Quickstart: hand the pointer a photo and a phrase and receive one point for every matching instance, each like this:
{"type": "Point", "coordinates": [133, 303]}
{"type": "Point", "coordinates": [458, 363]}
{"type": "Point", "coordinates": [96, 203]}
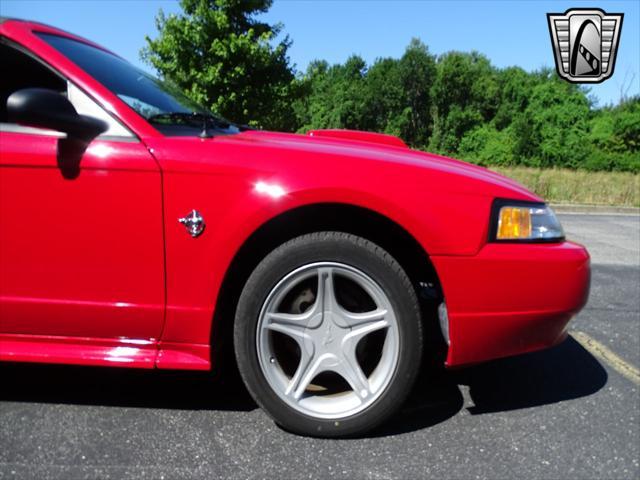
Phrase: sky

####

Copy every line of the records above word for word, leaving out the pictures.

Written answer:
Quickstart: hand the pointer a photo and a phrase and receive one point for every matching instance, each like this:
{"type": "Point", "coordinates": [133, 303]}
{"type": "Point", "coordinates": [458, 363]}
{"type": "Point", "coordinates": [96, 203]}
Phrase: sky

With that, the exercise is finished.